__TASK DETAILS__: Arrange all of the rows below as a numbered list, leaving out any blank lines.

──────── EXERCISE INPUTS

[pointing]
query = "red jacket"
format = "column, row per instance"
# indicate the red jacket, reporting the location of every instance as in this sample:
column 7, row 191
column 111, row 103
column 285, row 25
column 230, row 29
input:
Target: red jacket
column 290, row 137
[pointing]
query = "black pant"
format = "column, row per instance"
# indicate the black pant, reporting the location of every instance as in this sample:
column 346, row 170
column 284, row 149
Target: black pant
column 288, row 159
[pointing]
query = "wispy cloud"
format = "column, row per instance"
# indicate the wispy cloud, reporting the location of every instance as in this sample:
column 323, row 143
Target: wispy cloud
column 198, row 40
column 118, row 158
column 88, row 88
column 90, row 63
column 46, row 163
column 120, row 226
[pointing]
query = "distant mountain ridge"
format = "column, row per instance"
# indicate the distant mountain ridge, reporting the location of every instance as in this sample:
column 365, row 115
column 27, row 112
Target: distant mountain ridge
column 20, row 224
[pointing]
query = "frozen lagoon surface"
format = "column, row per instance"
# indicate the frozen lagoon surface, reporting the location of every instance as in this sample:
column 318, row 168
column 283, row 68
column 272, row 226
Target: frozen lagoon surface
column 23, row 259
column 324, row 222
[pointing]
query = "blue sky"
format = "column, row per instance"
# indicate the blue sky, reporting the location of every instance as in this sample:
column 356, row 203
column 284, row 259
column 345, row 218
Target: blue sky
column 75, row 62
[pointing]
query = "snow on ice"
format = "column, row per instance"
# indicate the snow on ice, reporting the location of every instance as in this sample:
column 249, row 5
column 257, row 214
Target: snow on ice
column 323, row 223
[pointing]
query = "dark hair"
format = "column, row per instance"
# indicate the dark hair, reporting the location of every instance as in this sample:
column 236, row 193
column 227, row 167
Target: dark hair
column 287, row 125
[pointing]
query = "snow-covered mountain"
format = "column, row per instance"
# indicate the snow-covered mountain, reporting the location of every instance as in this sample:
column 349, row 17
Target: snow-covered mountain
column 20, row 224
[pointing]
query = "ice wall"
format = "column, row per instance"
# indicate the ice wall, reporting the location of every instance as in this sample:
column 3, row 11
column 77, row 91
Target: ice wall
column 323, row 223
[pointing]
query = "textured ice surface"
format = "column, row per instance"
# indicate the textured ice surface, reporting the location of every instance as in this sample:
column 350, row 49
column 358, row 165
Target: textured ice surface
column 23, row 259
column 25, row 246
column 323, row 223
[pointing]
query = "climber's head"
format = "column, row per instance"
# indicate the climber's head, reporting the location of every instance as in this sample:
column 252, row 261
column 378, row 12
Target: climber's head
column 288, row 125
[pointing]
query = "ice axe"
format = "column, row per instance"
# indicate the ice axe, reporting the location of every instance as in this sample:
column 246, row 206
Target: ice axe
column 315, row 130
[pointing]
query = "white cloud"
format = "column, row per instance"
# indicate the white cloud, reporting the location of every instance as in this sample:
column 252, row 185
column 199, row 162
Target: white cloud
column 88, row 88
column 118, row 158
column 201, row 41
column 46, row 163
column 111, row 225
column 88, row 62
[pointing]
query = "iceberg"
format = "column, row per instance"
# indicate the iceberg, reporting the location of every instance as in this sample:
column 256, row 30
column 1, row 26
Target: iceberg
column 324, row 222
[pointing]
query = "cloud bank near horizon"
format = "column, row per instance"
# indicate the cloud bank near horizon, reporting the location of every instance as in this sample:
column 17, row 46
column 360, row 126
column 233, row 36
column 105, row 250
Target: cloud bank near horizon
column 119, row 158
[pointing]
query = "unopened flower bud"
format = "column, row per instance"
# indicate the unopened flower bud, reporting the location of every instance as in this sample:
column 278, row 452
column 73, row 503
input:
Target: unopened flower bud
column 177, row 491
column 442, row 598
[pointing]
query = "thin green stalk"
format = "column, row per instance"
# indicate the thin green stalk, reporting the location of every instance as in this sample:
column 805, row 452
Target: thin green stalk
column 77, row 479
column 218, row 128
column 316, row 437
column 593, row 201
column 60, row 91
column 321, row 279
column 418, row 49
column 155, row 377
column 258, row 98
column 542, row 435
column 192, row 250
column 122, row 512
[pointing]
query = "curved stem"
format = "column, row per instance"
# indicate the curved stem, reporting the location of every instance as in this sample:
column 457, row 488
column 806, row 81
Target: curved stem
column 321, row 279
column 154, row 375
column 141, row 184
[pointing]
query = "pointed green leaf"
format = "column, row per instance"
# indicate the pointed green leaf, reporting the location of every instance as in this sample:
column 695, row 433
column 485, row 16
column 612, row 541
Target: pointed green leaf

────────────────

__THE OUTPUT__:
1. [pointing]
2. query = "red jacket"
3. format = "column, row per instance"
4. # indicate the red jacket, reporting the location of every instance as in this sample:
5. column 7, row 191
6. column 111, row 103
7. column 285, row 25
8. column 230, row 29
9. input:
10. Target: red jacket
11. column 290, row 137
12. [pointing]
13. query = "black pant"
14. format = "column, row per instance"
15. # indicate the black pant, reporting the location of every instance as in this sample:
16. column 346, row 170
17. column 284, row 149
18. Target: black pant
19. column 288, row 159
20. [pointing]
21. query = "wispy cloud"
22. format = "column, row per instance"
23. # indicate the wispy cloud, reporting the location of every instance as in this sample:
24. column 323, row 143
25. Target: wispy cloud
26. column 198, row 40
27. column 118, row 158
28. column 88, row 88
29. column 90, row 63
30. column 46, row 163
31. column 120, row 226
32. [pointing]
33. query = "distant mountain ridge"
34. format = "column, row per instance"
35. # indicate the distant mountain ridge, reporting the location of every instance as in this sample:
36. column 365, row 115
37. column 27, row 112
38. Target: distant mountain ridge
39. column 20, row 224
40. [pointing]
41. query = "frozen lagoon surface"
42. format = "column, row per instance"
43. # indicate the frozen lagoon surface, reporting the location of every instance as in this sample:
44. column 318, row 168
45. column 283, row 68
46. column 272, row 226
47. Target: frozen lagoon surface
48. column 23, row 259
49. column 324, row 222
50. [pointing]
51. query = "blue sky"
52. format = "column, row per instance"
53. # indicate the blue sky, reporting the location of every instance as in this sample:
54. column 356, row 203
55. column 284, row 259
56. column 345, row 218
57. Target: blue sky
58. column 75, row 62
59. [pointing]
60. query = "snow on ice"
61. format = "column, row per instance"
62. # indicate the snow on ice, reporting the location of every instance as in this sample:
63. column 249, row 5
64. column 257, row 214
65. Target: snow on ice
66. column 323, row 223
67. [pointing]
68. query = "dark hair"
69. format = "column, row per instance"
70. # indicate the dark hair, reporting the location of every instance as in this sample:
71. column 236, row 193
72. column 227, row 167
73. Target: dark hair
74. column 287, row 125
75. [pointing]
76. query = "snow-covered mountain"
77. format = "column, row per instance"
78. # indicate the snow-covered mountain, reporting the location of every instance as in this sample:
79. column 349, row 17
80. Target: snow-covered mountain
81. column 20, row 224
82. [pointing]
83. query = "ice wall"
84. format = "column, row per instance"
85. # indicate the ice wall, reporting the location of every instance as in this sample:
86. column 3, row 11
87. column 77, row 91
88. Target: ice wall
89. column 323, row 223
90. [pointing]
91. query = "textured ice surface"
92. format = "column, row per instance"
93. # indicate the textured ice surface, reporting the location of every instance as in this sample:
94. column 350, row 49
95. column 358, row 165
96. Target: textured ice surface
97. column 23, row 259
98. column 25, row 246
99. column 323, row 223
100. [pointing]
101. query = "climber's head"
102. format = "column, row per instance"
103. # indicate the climber's head, reporting the location of every instance as in this sample:
104. column 252, row 261
105. column 378, row 12
106. Target: climber's head
107. column 288, row 125
108. [pointing]
109. query = "ice axe"
110. format = "column, row per instance"
111. # indicate the ice axe, reporting the location of every instance as in this sample:
112. column 246, row 206
113. Target: ice axe
114. column 315, row 130
115. [pointing]
116. query = "white cloud"
117. format = "column, row per instance"
118. # indicate the white cloud, reporting the location of every instance as in this sample:
119. column 252, row 185
120. column 199, row 162
121. Target: white cloud
122. column 88, row 88
123. column 118, row 158
124. column 201, row 41
125. column 46, row 163
126. column 111, row 225
127. column 88, row 62
128. [pointing]
129. query = "iceberg"
130. format = "column, row per instance"
131. # indicate the iceberg, reporting the location of every instance as in this sample:
132. column 256, row 30
133. column 1, row 26
134. Target: iceberg
135. column 324, row 222
136. [pointing]
137. query = "cloud bank near horizon"
138. format = "column, row per instance"
139. # indicate the cloud bank near horizon, reporting the location of every instance as in this sample:
140. column 17, row 46
141. column 360, row 126
142. column 233, row 36
143. column 105, row 250
144. Target: cloud bank near horizon
145. column 119, row 158
146. [pointing]
147. query = "unopened flower bud"
148. format = "column, row per instance"
149. # indicate the unopened flower bud, reporting the location of every instance as in this sample:
150. column 278, row 452
151. column 73, row 503
152. input:
153. Target: unopened flower bud
154. column 177, row 491
155. column 442, row 598
156. [pointing]
157. query = "thin green stalk"
158. format = "column, row per instance"
159. # indicate the thin green stalk, reporting the location of every instance as in this sample:
160. column 805, row 452
161. Target: thin green stalk
162. column 77, row 479
163. column 218, row 128
164. column 316, row 437
165. column 593, row 201
166. column 60, row 91
167. column 321, row 279
168. column 418, row 49
169. column 155, row 377
170. column 258, row 98
171. column 542, row 435
172. column 192, row 250
173. column 122, row 512
174. [pointing]
175. query = "curved stem"
176. format = "column, row per instance"
177. # indicate the curved stem, reporting the location of every instance as in this sample:
178. column 457, row 488
179. column 806, row 81
180. Target: curved stem
181. column 321, row 279
182. column 154, row 375
183. column 141, row 184
184. [pointing]
185. query = "pointed green leaf"
186. format = "column, row per instance"
187. # indicate the pointed green leaf, reporting the location of every instance as in this sample:
188. column 695, row 433
189. column 485, row 16
190. column 612, row 541
191. Target: pointed green leaf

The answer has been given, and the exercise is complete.